▸ **INFORMATION GIVEN**:

--------------------

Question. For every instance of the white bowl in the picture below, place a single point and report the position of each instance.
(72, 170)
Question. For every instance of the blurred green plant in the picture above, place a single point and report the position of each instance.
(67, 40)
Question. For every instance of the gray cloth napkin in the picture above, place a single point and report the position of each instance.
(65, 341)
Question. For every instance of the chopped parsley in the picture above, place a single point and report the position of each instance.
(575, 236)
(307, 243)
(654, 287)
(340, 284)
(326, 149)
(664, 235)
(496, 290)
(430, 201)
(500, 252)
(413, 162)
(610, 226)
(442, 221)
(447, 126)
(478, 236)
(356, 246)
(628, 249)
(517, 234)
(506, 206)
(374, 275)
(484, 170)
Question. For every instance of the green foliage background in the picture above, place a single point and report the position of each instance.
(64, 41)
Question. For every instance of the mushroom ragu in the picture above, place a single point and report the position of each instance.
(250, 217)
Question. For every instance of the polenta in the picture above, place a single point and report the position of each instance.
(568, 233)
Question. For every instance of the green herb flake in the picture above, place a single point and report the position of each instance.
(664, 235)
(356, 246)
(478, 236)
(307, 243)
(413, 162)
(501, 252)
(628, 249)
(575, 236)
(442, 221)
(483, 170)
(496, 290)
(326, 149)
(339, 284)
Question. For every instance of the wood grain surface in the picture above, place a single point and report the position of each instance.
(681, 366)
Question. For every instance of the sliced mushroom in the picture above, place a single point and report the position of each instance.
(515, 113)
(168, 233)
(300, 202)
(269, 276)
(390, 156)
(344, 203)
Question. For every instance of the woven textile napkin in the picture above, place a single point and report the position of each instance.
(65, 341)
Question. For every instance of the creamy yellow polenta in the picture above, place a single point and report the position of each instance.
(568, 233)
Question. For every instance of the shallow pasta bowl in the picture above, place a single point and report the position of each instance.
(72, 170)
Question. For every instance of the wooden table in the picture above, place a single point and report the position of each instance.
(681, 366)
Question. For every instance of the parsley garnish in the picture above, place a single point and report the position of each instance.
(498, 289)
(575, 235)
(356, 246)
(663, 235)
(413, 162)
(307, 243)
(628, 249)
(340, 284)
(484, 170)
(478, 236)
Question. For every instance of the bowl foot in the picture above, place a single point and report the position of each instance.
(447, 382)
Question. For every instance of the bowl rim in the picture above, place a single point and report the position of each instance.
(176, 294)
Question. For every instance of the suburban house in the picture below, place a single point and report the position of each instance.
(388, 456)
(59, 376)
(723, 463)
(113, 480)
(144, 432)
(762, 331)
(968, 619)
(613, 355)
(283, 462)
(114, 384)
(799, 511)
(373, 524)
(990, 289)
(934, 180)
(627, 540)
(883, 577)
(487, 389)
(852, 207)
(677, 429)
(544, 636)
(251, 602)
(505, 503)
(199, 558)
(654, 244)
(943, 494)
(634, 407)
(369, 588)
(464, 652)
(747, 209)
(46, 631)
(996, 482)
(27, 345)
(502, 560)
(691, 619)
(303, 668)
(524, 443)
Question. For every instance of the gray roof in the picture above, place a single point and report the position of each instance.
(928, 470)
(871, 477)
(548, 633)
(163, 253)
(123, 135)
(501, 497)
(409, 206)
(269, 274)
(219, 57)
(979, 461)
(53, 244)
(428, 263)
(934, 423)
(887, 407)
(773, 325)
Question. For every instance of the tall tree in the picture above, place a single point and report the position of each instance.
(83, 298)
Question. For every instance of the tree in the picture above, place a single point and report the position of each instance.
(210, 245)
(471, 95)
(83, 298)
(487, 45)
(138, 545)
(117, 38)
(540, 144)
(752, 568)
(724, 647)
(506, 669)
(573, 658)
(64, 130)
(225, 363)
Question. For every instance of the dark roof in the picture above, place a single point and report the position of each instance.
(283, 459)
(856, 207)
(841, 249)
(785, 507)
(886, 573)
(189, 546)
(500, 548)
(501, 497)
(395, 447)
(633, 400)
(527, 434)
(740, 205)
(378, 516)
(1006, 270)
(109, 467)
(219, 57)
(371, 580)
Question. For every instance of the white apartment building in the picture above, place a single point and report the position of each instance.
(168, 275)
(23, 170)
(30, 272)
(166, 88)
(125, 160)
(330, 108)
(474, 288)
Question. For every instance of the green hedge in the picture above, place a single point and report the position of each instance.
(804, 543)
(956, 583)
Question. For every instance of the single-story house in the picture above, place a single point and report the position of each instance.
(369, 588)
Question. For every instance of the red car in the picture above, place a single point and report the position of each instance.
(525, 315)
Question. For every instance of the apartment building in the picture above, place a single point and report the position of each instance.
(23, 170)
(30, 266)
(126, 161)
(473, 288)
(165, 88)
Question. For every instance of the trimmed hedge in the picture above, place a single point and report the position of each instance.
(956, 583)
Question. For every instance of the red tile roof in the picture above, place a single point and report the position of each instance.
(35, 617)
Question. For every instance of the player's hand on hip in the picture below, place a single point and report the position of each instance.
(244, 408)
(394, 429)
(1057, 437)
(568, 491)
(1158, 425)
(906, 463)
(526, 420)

--------------------

▸ **PROBLEM TO SOLVE**:
Rewrite the listing above from the line containing "Question. For every instance of the player's" through its last line, keeping the requests as they are and shifting every answer coordinate by adding 11 to each number.

▸ **PROBLEM SOLUTION**:
Question. For every instance of the player's hand on hip in the picture below, place a single point and report the position of each instance.
(255, 419)
(405, 440)
(1068, 448)
(579, 502)
(1169, 436)
(917, 474)
(537, 431)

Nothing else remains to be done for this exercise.